Directive:
Can you lay out the records, from their first line through the line containing "box: [0, 359, 800, 584]" inclusive, as a JSON list of strings with one string per line and blank lines left out?
++++ Records to use
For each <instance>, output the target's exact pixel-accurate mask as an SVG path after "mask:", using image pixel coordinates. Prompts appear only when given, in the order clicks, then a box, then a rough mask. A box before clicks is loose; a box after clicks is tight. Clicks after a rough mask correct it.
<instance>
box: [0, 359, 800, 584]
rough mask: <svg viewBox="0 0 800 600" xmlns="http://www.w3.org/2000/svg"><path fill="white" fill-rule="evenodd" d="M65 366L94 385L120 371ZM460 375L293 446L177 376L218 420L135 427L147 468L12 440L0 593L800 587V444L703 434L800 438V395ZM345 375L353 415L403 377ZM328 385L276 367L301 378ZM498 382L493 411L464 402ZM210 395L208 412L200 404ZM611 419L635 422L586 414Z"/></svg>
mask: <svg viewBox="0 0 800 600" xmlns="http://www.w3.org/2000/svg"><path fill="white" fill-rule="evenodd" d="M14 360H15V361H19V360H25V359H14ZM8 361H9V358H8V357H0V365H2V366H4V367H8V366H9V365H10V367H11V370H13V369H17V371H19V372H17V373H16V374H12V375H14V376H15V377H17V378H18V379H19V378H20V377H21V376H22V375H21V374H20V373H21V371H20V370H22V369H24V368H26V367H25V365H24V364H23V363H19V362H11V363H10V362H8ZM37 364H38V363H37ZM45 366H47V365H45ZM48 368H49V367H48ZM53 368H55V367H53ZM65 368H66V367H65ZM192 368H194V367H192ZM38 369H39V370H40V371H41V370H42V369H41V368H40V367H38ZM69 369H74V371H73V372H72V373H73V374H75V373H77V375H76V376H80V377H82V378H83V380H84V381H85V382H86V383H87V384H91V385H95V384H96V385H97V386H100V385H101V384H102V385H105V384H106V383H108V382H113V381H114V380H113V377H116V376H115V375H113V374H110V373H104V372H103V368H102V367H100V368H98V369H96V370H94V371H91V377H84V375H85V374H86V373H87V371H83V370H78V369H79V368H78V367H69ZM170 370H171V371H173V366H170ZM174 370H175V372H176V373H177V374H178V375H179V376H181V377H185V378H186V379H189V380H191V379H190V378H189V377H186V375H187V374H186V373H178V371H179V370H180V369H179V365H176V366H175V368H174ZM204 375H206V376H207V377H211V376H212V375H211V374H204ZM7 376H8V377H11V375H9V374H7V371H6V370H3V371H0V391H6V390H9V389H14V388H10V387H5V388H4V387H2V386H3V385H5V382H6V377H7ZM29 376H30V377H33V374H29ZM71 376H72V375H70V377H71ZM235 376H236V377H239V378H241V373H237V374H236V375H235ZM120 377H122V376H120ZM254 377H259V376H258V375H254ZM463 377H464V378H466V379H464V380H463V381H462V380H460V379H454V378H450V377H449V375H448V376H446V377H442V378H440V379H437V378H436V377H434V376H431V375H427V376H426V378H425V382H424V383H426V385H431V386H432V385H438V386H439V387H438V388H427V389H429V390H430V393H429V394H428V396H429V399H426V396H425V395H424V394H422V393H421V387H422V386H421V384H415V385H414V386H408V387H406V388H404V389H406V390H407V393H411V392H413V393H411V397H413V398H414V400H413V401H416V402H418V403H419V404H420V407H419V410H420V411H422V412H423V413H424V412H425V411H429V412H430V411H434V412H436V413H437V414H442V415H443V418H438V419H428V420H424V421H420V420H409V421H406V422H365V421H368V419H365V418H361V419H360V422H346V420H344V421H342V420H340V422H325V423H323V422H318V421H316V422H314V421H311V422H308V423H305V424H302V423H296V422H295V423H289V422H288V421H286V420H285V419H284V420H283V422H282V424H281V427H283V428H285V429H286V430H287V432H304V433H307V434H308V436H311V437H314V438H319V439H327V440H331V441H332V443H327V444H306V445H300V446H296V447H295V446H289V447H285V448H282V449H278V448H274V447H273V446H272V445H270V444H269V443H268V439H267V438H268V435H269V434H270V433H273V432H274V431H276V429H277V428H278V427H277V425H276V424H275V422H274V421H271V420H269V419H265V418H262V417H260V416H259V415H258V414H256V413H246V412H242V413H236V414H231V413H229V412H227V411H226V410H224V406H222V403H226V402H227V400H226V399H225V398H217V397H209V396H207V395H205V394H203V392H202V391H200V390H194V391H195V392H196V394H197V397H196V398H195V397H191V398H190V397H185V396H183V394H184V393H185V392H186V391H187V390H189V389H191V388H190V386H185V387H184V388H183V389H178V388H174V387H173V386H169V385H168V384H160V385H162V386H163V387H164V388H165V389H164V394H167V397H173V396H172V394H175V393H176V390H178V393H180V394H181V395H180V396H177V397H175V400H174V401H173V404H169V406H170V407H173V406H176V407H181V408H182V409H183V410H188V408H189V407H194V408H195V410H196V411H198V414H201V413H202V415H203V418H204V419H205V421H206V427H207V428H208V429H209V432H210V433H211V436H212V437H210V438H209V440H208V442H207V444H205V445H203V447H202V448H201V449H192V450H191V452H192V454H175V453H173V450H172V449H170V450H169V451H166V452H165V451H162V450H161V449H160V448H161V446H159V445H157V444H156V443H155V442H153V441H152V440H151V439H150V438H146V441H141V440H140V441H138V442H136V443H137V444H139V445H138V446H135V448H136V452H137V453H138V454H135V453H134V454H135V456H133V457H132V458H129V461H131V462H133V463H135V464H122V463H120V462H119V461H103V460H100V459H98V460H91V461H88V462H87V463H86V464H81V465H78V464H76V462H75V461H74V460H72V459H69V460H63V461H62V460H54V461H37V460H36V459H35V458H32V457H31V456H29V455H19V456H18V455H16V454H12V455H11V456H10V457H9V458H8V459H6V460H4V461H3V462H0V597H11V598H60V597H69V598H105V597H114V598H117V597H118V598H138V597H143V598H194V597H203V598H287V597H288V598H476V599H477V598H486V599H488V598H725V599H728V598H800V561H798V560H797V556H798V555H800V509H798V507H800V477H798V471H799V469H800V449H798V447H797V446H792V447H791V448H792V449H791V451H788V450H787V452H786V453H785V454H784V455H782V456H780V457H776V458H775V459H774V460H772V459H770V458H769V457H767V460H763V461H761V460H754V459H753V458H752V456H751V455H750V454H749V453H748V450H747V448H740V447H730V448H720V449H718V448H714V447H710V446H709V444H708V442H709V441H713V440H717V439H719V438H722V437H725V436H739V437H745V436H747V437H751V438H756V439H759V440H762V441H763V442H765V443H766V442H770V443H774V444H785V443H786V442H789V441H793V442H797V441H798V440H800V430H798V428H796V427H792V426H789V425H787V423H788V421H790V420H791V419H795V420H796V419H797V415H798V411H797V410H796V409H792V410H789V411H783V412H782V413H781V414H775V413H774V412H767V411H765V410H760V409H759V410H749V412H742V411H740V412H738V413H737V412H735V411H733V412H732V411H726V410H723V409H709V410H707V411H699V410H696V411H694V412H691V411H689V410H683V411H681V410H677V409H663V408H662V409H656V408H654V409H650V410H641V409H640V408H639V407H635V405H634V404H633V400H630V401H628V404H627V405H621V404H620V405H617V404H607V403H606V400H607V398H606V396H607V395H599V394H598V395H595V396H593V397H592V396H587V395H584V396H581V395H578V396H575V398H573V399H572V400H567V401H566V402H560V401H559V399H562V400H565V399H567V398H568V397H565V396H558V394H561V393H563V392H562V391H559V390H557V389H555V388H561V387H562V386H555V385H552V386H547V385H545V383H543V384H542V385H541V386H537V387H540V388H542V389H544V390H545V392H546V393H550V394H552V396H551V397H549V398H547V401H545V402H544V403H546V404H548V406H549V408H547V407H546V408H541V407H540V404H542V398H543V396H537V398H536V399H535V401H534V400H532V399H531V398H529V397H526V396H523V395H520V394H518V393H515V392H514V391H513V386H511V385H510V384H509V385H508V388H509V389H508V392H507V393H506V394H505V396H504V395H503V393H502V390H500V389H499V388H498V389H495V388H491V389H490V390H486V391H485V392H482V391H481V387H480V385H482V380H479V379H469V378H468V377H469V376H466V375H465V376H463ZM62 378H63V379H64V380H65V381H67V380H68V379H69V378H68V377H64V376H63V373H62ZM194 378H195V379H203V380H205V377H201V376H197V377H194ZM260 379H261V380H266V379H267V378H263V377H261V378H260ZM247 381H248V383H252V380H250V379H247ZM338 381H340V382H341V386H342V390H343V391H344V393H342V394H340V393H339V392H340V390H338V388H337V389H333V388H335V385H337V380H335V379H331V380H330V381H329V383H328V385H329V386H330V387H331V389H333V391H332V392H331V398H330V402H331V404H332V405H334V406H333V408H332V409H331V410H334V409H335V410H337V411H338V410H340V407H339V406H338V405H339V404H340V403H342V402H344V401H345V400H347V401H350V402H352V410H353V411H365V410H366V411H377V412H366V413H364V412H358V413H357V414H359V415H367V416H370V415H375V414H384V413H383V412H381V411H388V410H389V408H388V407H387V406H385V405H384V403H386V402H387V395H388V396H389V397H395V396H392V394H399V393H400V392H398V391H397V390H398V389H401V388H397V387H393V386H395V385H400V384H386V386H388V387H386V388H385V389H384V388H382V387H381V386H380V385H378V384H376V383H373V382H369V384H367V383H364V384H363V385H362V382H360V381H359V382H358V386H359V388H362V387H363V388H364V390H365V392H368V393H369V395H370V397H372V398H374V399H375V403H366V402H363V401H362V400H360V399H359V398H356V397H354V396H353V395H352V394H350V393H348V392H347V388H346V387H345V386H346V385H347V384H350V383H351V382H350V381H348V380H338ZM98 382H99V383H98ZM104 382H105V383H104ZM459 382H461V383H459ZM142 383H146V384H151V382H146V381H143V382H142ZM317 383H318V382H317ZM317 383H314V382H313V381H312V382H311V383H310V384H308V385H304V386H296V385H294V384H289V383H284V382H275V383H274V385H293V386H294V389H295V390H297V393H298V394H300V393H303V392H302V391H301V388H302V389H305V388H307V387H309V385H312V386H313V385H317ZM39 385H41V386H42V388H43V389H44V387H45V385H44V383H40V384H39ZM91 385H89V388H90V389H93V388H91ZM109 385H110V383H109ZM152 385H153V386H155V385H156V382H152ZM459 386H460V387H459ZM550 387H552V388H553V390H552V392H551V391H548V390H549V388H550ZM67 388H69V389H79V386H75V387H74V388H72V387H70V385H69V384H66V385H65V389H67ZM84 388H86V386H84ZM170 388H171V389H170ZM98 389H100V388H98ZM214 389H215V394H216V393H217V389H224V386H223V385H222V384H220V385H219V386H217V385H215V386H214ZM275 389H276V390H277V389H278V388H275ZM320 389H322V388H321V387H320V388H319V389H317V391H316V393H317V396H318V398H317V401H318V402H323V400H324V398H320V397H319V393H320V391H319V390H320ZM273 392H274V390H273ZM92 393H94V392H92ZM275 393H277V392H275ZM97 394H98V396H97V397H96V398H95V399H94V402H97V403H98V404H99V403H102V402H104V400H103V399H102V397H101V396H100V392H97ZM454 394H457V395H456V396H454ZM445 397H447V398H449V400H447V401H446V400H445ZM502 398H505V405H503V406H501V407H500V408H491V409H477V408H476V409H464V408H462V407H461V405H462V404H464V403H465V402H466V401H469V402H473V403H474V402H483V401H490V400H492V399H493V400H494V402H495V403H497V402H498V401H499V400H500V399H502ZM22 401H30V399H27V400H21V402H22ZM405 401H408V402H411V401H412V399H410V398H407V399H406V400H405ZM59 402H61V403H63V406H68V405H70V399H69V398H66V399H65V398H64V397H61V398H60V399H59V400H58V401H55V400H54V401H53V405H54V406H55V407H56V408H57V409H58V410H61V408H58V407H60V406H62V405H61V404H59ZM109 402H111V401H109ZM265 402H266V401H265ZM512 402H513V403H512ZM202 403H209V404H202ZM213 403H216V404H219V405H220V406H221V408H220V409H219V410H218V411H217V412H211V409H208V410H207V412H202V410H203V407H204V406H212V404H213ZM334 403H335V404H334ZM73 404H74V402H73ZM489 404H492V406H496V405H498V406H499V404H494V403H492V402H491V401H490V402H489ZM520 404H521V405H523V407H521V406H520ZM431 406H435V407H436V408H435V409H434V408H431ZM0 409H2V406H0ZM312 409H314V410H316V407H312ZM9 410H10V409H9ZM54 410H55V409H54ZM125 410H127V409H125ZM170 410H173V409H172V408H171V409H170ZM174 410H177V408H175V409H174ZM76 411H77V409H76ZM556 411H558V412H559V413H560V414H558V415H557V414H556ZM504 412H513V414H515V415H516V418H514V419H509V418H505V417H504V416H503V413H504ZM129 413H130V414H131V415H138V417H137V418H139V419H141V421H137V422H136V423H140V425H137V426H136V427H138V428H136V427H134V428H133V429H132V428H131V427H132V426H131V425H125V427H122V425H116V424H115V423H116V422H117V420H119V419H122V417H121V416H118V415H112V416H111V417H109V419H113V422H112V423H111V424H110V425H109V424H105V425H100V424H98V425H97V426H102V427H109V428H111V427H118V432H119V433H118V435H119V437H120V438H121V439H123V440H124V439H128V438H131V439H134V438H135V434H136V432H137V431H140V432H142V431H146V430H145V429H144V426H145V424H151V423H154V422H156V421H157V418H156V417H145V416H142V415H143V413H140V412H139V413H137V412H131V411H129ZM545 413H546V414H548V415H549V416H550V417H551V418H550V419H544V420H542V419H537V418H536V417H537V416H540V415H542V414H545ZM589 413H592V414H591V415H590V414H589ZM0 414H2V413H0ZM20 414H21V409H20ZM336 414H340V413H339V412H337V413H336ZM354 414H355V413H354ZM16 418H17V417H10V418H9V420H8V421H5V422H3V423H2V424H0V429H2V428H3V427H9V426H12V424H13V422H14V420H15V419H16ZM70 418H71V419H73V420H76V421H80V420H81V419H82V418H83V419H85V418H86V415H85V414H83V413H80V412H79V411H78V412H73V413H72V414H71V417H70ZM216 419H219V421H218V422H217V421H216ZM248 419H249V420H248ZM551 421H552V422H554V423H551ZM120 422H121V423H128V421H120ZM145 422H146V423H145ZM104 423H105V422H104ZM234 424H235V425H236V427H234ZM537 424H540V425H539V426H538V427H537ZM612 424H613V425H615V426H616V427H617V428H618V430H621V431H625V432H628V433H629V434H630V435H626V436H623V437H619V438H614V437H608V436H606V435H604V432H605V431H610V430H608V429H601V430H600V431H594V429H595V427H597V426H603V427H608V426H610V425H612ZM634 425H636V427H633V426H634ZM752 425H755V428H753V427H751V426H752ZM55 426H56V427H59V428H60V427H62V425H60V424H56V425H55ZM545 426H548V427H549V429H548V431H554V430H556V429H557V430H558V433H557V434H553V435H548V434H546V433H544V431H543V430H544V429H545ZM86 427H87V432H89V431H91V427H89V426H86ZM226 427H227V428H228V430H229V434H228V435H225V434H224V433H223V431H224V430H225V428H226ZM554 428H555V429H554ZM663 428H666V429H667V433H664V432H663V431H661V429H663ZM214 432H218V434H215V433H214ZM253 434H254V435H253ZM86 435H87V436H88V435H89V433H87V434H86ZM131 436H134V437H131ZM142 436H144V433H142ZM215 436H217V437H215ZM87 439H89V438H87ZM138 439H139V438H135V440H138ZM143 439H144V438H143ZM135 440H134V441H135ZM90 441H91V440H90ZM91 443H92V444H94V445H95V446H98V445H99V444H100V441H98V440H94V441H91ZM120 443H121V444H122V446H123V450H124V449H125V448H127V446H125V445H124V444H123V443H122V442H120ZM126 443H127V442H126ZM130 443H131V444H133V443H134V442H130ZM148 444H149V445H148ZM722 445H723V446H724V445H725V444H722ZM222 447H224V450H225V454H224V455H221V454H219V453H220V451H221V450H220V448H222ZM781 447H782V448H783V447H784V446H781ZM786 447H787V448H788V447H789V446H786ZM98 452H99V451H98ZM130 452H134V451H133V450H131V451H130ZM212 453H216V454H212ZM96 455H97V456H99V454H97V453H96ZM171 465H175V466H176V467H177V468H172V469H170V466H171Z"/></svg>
++++++++
Output for this task:
[
  "For each <instance>, output the target's exact pixel-accurate mask as an SVG path after \"mask:\", using image pixel coordinates. Prompts appear only when given, in the order clicks, then a box, then a rough mask. A box before clicks is loose; a box after clicks is tight. Clicks after a rough mask correct it.",
  "<instance>",
  "box: [0, 359, 800, 584]"
]